__What you should do__
Below are records to transcribe exactly, without their pictures.

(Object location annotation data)
::::::::
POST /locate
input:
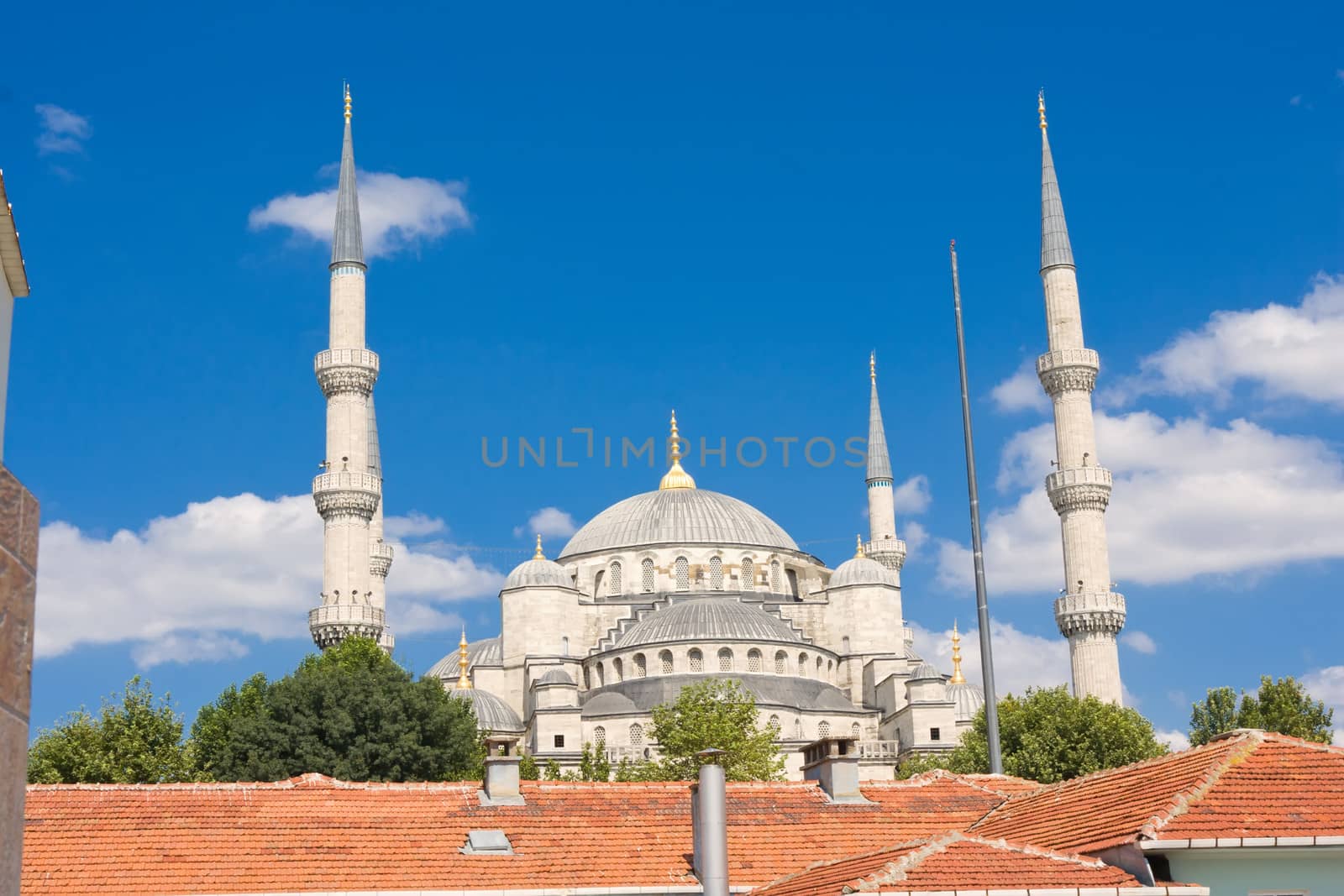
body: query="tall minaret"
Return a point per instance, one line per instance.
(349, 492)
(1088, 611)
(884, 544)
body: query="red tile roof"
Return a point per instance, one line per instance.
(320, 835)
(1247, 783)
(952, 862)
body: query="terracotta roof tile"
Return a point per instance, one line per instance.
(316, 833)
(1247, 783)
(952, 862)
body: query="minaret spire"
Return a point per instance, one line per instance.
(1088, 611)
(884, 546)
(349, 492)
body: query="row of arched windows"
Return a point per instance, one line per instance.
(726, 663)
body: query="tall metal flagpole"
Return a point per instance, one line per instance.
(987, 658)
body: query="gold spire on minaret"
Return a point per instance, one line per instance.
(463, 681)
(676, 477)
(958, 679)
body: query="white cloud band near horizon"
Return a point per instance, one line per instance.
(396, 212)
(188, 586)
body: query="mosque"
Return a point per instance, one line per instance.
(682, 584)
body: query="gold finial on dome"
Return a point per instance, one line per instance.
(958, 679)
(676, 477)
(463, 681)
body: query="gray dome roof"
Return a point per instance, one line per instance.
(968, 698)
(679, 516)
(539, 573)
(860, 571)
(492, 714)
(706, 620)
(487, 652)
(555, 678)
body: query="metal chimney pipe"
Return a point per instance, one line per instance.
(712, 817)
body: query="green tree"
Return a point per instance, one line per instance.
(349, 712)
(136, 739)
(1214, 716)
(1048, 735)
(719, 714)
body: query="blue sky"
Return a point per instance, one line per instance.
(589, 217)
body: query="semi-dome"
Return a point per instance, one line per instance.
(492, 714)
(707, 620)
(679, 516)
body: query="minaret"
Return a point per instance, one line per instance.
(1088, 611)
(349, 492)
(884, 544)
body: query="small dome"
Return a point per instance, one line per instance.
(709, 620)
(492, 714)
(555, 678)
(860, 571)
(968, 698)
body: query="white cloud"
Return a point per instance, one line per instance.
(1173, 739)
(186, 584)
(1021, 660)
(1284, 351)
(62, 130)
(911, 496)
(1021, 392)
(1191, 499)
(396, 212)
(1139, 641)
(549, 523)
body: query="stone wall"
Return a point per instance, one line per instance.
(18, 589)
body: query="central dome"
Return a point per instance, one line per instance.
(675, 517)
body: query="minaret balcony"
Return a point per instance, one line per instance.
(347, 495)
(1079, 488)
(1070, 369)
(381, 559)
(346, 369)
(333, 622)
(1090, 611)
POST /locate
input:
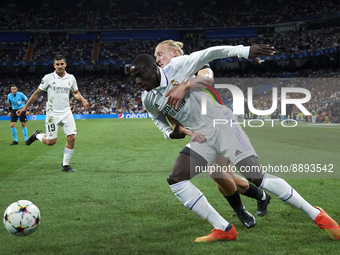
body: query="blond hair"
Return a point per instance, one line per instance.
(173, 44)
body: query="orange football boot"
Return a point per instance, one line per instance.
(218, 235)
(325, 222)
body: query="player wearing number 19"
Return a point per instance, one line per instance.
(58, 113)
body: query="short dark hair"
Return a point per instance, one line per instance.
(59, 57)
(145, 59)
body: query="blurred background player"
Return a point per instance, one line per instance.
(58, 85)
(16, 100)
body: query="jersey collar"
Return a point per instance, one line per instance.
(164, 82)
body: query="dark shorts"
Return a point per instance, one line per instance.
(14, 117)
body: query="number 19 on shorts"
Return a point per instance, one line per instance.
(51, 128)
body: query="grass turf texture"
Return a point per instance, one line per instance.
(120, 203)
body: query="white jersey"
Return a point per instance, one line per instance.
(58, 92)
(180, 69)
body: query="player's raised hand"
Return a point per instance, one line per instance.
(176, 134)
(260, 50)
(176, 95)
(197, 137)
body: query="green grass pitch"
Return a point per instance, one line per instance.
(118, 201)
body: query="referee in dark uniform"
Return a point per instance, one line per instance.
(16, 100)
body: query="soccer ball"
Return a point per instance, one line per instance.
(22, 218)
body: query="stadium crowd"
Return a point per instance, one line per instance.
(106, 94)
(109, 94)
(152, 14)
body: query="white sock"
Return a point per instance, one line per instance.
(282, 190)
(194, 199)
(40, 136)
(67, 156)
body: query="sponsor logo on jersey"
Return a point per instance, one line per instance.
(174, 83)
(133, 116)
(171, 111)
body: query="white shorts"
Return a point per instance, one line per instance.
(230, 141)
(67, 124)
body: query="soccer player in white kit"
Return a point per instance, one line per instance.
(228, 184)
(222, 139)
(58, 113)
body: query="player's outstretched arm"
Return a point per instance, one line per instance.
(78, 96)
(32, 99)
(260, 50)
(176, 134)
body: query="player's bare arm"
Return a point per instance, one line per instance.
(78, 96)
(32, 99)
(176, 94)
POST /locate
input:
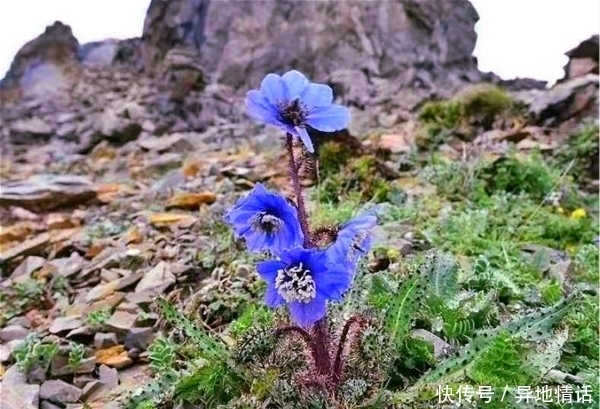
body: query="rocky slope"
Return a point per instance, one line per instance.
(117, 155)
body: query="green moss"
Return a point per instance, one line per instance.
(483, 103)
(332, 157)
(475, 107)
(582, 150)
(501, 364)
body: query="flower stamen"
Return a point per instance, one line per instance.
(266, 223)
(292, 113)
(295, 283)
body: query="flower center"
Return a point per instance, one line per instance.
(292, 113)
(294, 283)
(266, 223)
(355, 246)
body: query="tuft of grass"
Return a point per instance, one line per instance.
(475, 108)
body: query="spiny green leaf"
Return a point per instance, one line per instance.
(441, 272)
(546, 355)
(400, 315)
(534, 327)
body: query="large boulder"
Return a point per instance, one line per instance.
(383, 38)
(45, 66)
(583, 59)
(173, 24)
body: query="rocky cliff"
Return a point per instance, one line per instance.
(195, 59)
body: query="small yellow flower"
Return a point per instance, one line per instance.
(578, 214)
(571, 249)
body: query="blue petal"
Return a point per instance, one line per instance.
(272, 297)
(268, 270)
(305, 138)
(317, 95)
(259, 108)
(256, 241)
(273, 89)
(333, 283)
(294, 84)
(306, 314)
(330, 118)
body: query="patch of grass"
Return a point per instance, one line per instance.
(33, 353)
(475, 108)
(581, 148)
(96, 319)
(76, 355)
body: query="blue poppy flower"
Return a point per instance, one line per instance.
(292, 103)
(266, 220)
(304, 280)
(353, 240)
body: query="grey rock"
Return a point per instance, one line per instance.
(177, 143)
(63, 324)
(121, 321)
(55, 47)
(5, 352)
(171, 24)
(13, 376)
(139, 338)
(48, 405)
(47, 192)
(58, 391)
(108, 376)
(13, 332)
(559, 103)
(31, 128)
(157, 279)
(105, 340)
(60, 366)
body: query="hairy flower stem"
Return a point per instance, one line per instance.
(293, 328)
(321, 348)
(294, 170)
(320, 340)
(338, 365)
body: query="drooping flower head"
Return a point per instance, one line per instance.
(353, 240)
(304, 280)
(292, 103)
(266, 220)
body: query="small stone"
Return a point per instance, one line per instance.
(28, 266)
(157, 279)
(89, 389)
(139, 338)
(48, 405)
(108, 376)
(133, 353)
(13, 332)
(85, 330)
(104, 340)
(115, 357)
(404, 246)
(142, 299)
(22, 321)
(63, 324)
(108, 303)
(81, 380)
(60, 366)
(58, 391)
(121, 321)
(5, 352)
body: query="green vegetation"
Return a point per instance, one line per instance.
::::::::
__Output for this task__
POST /locate
input:
body: query="tall minaret"
Return a point per instance, one line per instance.
(349, 492)
(1088, 611)
(884, 544)
body: query="red tile roof"
Return a point per instance, one line per instance.
(320, 835)
(1247, 783)
(952, 862)
body: query="terracotta roof tile"
Return a point per instance, one line per instance.
(316, 833)
(1247, 783)
(952, 862)
body: query="minaret spire"
Return a point per instance, one line per instance.
(1088, 611)
(884, 546)
(349, 492)
body: query="row of arched windows"
Return a point per instance, one line per instance.
(726, 663)
body: query="tall metal flagpole"
Return a point per instance, one line per instance.
(987, 658)
body: query="gold spire on minaret"
Return a point per instance, one line per instance.
(463, 681)
(676, 477)
(958, 679)
body: query="white cloud band near horizon"
Return a point per instance, one line per instance.
(396, 212)
(188, 586)
body: query="mosque"
Return a point per instance, one line per instance.
(682, 584)
body: query="gold finial on dome"
Return a point per instance, one line per instance.
(958, 679)
(676, 477)
(463, 681)
body: query="gray dome roof"
Return a point per instance, one line per instance.
(968, 698)
(679, 516)
(539, 573)
(860, 571)
(492, 714)
(706, 620)
(487, 652)
(555, 678)
body: query="metal chimney pipe"
Return a point per instance, one line per instance.
(712, 817)
body: query="green tree"
Return a point per instance, one line per instance.
(349, 712)
(136, 739)
(1214, 716)
(1048, 735)
(719, 714)
body: query="blue sky"
Return a point per instance, one line per instance.
(589, 217)
body: query="semi-dome"
Return a point per instance, one line per instance.
(492, 714)
(707, 620)
(679, 516)
body: query="minaret"
Return a point per instance, one line per instance.
(1088, 611)
(349, 492)
(884, 544)
body: query="small dome"
Return a point per instance, one line per instance.
(709, 620)
(492, 714)
(555, 678)
(860, 571)
(968, 698)
body: query="white cloud"
Return a point per instance, one line per instance.
(1173, 739)
(186, 584)
(1021, 660)
(1284, 351)
(62, 130)
(911, 496)
(1021, 392)
(1191, 499)
(396, 212)
(1139, 641)
(549, 523)
body: query="stone wall"
Return a point per instance, one line per instance.
(18, 589)
body: query="central dome"
Return a point per instance, one line per instance.
(675, 517)
body: query="minaret balcony"
Return a point per instance, one line per instance.
(347, 495)
(1079, 488)
(1070, 369)
(381, 559)
(346, 369)
(333, 622)
(1090, 611)
POST /locate
input:
body: query="blond hair"
Return a point per instance, one line per instance.
(173, 44)
body: query="orange football boot"
Return a point per instance, one line per instance.
(218, 235)
(325, 222)
body: query="player wearing number 19"
Return a point per instance, one line per instance.
(58, 113)
body: query="short dark hair"
Return a point per instance, one line per instance.
(59, 57)
(145, 59)
body: query="blurred background player"
Return a point per instance, one line per instance.
(58, 85)
(16, 100)
body: query="jersey collar"
Return a point per instance, one line per instance.
(164, 82)
body: query="dark shorts"
Return a point per instance, one line per instance.
(14, 117)
body: query="number 19 on shorts"
Return a point per instance, one line per instance.
(51, 128)
body: query="grass turf texture"
Return a point per instance, one line per instance.
(120, 203)
body: query="white jersey"
Return a point per instance, one line per instance.
(58, 92)
(180, 69)
body: query="player's raised hand"
Return a point per instance, one line per instance.
(176, 134)
(260, 50)
(176, 95)
(197, 137)
body: query="green grass pitch"
Return a point per instance, one line per instance.
(118, 201)
body: query="referee in dark uniform"
Return a point per instance, one line per instance.
(16, 100)
body: query="soccer ball"
Return a point per instance, one line per instance.
(22, 218)
body: query="stadium crowd"
Return a point per instance, one line per instance.
(106, 94)
(109, 94)
(152, 14)
body: query="white sock"
Return a point per instance, one line per instance.
(282, 190)
(194, 199)
(40, 136)
(67, 156)
body: query="sponsor logo on jersey"
Return a point per instance, one line per instance.
(174, 83)
(133, 116)
(171, 111)
body: query="white shorts"
Return a point per instance, one line per instance.
(230, 141)
(67, 124)
body: query="soccer player in white kit"
Return a point per instance, one line per instance.
(228, 184)
(222, 139)
(58, 113)
body: query="player's outstretched arm"
Return a point per instance, one line per instance.
(78, 96)
(32, 99)
(260, 50)
(176, 134)
body: query="player's bare arm"
Return a point per instance, one line per instance.
(78, 96)
(32, 99)
(176, 94)
POST /locate
input:
body: query="rocky slope"
Return a point per instance, one line per instance.
(117, 155)
body: query="green moss"
Return a point per instance, one line per instance.
(483, 103)
(332, 157)
(475, 107)
(582, 150)
(501, 364)
body: query="flower stamen"
Return a point per instance, one line per instance.
(266, 223)
(292, 113)
(295, 283)
body: query="flower center"
Return a point per instance, one line per instance.
(292, 113)
(294, 283)
(266, 223)
(355, 246)
body: query="tuft of grass"
Return a point per instance, one line per instance.
(475, 108)
body: query="spiny green leaf"
Return a point per instance, one line per instance.
(441, 272)
(546, 355)
(400, 315)
(534, 327)
body: query="large boulder"
Return a point per instance, one line per instance.
(383, 38)
(45, 66)
(583, 59)
(173, 24)
body: query="rocky cliff"
Return a point per instance, one line per instance.
(195, 59)
body: query="small yellow flower"
Return a point per instance, one line per instance.
(578, 214)
(571, 249)
body: query="blue petal"
Return a point per instance, one line per instance.
(272, 297)
(268, 270)
(305, 138)
(317, 95)
(259, 108)
(256, 241)
(273, 89)
(333, 283)
(294, 84)
(306, 314)
(330, 118)
body: query="patch of grass"
Return a point per instance, one line per instance.
(33, 353)
(475, 108)
(581, 148)
(96, 319)
(76, 355)
body: query="blue poppy flower"
Return a point per instance, one line per instance.
(292, 103)
(266, 220)
(304, 280)
(353, 240)
body: query="grey rock"
Return a point per instance, one line per instance.
(177, 143)
(63, 324)
(121, 321)
(55, 47)
(5, 352)
(171, 24)
(13, 376)
(139, 338)
(48, 405)
(47, 192)
(58, 391)
(108, 376)
(13, 332)
(559, 103)
(31, 128)
(157, 279)
(105, 340)
(60, 366)
body: query="hairy flower stem"
Return a point per instance, one line per instance.
(293, 328)
(321, 348)
(294, 170)
(320, 340)
(338, 365)
body: query="drooping flower head"
Return a point per instance, one line per instance.
(353, 240)
(304, 280)
(292, 103)
(266, 220)
body: query="small stone"
Return a point per instance, one line per instance.
(28, 266)
(157, 279)
(89, 389)
(139, 338)
(48, 405)
(108, 376)
(133, 353)
(13, 332)
(85, 330)
(104, 340)
(115, 357)
(404, 246)
(142, 299)
(22, 321)
(63, 324)
(108, 303)
(81, 380)
(60, 366)
(58, 391)
(121, 321)
(5, 352)
body: query="green vegetation"
Return a point per instance, one line per instance.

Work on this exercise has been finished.